▶ [PROBLEM]:
Copy the entire listing, down to the final line, exactly.

▶ [INFORMATION]:
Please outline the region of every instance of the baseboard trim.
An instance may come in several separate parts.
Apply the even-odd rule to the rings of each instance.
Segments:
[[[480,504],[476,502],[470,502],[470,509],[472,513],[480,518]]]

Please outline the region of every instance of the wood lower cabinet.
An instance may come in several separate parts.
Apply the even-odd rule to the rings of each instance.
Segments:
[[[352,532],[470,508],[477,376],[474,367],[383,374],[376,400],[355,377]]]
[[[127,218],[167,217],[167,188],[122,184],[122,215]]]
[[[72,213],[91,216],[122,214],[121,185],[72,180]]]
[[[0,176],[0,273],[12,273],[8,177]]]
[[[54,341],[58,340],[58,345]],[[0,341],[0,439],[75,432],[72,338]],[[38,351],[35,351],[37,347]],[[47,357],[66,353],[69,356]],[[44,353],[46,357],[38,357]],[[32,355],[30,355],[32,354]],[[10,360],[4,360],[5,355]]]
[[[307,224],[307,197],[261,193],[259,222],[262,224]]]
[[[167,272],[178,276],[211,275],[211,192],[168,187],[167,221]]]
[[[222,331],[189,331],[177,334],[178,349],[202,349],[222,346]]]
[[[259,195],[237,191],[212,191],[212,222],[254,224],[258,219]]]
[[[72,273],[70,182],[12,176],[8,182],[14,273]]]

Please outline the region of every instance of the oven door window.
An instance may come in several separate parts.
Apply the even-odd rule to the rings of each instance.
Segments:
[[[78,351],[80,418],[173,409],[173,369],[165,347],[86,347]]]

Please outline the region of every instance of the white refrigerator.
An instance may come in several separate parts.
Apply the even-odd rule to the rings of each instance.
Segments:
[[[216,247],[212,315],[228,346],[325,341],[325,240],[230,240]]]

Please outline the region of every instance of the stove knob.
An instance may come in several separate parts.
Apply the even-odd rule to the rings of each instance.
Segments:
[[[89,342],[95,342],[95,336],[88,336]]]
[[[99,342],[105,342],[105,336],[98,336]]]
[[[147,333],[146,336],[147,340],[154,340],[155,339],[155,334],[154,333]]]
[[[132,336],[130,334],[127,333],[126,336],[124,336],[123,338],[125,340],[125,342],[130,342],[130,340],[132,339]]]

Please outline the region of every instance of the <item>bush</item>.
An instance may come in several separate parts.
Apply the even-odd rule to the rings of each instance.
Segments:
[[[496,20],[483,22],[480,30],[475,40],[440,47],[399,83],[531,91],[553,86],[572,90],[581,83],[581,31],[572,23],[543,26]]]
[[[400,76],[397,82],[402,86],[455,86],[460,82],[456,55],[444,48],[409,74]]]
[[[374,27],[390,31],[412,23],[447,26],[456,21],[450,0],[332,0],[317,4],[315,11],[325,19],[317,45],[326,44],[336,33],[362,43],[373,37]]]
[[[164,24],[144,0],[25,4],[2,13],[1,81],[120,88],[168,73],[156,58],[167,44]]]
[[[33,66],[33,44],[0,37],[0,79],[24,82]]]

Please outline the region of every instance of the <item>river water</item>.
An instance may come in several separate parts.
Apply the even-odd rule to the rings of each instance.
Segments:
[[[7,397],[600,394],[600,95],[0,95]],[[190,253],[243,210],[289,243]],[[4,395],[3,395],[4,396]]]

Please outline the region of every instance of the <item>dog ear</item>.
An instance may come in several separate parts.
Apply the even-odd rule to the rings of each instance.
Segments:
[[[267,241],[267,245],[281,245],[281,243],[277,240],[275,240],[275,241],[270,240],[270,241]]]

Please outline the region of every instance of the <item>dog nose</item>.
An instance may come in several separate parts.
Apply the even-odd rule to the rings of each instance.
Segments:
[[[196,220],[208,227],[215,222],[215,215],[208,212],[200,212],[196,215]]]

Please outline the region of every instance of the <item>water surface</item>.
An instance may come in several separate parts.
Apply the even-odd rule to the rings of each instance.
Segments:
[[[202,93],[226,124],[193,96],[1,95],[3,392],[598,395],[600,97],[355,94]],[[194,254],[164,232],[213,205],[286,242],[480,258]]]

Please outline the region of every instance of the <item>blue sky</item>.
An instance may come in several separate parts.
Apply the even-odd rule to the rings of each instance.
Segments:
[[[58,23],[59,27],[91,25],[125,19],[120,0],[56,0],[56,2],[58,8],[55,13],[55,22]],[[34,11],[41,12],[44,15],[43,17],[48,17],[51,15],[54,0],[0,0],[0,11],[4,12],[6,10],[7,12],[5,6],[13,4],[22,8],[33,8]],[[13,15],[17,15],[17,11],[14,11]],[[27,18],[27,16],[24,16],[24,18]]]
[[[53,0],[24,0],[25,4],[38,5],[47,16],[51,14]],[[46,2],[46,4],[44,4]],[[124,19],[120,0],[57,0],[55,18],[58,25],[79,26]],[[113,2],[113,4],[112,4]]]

▶ [OUTPUT FOR THIS EXERCISE]:
Please outline the region of every instance of the baseboard trim.
An instance may come in several separate parts.
Apply the even-odd rule to the rings of each instance.
Segments:
[[[480,504],[476,502],[470,502],[470,509],[472,513],[480,518]]]

Please outline the region of every instance of the wood lower cabinet.
An instance may come in several separate parts.
Apply the even-odd rule to the rings of each instance.
Segments:
[[[352,532],[470,508],[477,376],[474,367],[383,374],[376,400],[355,377]]]
[[[127,218],[167,217],[167,188],[122,184],[122,215]]]
[[[72,213],[91,216],[122,214],[121,185],[72,180]]]
[[[0,176],[0,273],[12,273],[8,177]]]
[[[54,341],[58,340],[58,345]],[[0,341],[0,439],[75,432],[72,338]],[[38,351],[35,351],[37,347]],[[47,357],[66,353],[69,356]],[[44,353],[46,357],[38,357]],[[32,355],[30,355],[32,354]],[[10,360],[4,360],[5,355]]]
[[[307,224],[307,197],[261,193],[259,222],[262,224]]]
[[[167,272],[178,276],[211,275],[211,192],[168,187],[167,221]]]
[[[222,331],[189,331],[177,334],[178,349],[202,349],[222,346]]]
[[[259,195],[237,191],[212,191],[212,222],[254,224],[258,219]]]
[[[72,273],[70,182],[12,176],[8,182],[14,273]]]

Please outline the region of every instance of the oven door window.
An instance may come in several separate parts.
Apply the even-odd rule to the rings of each instance.
Segments:
[[[78,351],[80,418],[173,409],[173,369],[165,347],[86,347]]]

Please outline the region of every instance of the white refrigerator.
An instance may come in several separate parts.
Apply the even-odd rule to the rings of each instance.
Segments:
[[[216,247],[212,315],[228,346],[325,341],[325,240],[230,240]]]

Please outline the region of every instance of the stove knob.
An instance may come in several separate parts.
Apply the even-odd rule to the rings of each instance.
Segments:
[[[89,342],[95,342],[95,336],[88,336]]]
[[[99,342],[105,342],[105,336],[98,336]]]
[[[147,333],[146,336],[147,340],[154,340],[155,339],[155,334],[154,333]]]
[[[132,336],[130,334],[127,333],[126,336],[124,336],[123,338],[125,340],[125,342],[130,342],[130,340],[132,339]]]

Please outline the region of every instance of the <item>bush</item>.
An instance may come in several separate parts.
Apply the even-odd rule to the rings of each instance.
Segments:
[[[496,20],[483,22],[480,30],[475,40],[440,47],[399,83],[531,91],[553,86],[572,90],[581,83],[581,31],[572,23],[543,26]]]
[[[400,76],[397,82],[402,86],[455,86],[460,82],[456,55],[444,48],[409,74]]]
[[[374,27],[390,31],[412,23],[447,26],[456,21],[450,0],[332,0],[317,4],[315,11],[325,19],[317,45],[326,44],[336,33],[362,43],[373,37]]]
[[[164,24],[144,0],[25,4],[2,13],[1,81],[120,88],[168,73],[156,58],[167,44]]]
[[[33,66],[33,44],[0,37],[0,79],[24,82]]]

Please outline the region of every instance of the <item>river water</item>.
An instance may come in several separate parts.
Apply the even-odd rule to the rings of each instance.
Segments:
[[[7,397],[600,394],[600,95],[0,95]],[[190,253],[243,210],[289,243]],[[4,395],[3,395],[4,396]]]

Please outline the region of every instance of the <item>dog ear</item>.
An instance may come in several separate parts.
Apply the even-odd rule to the rings of each instance.
Segments:
[[[267,241],[267,245],[281,245],[281,243],[277,240],[275,240],[275,241],[270,240],[270,241]]]

Please outline the region of every instance of the <item>dog nose</item>.
An instance may come in several separate parts.
Apply the even-odd rule to the rings of each instance.
Segments:
[[[196,220],[208,227],[215,222],[215,215],[208,212],[200,212],[196,215]]]

Please outline the region of every instance of the <item>water surface</item>.
An instance may come in several separate parts.
Apply the even-odd rule to the rings of each instance.
Segments:
[[[202,93],[226,124],[193,96],[1,95],[3,392],[598,395],[600,97],[355,94]],[[194,254],[164,232],[213,205],[286,242],[480,258]]]

Please outline the region of every instance of the <item>blue sky</item>.
An instance may come in several separate parts.
Apply the even-odd rule to the rings of each instance.
Segments:
[[[58,23],[59,27],[91,25],[125,19],[120,0],[56,0],[56,2],[58,8],[55,13],[55,22]],[[34,11],[41,12],[44,15],[43,17],[48,17],[51,15],[54,0],[0,0],[0,11],[4,12],[6,10],[7,12],[5,6],[13,4],[22,8],[33,8]],[[13,15],[17,15],[17,11],[14,11]],[[27,18],[27,16],[24,16],[24,18]]]
[[[53,0],[24,0],[25,4],[38,5],[47,16],[51,14]],[[46,2],[46,4],[44,4]],[[124,19],[120,0],[57,0],[55,18],[58,25],[79,26]],[[113,2],[113,4],[112,4]]]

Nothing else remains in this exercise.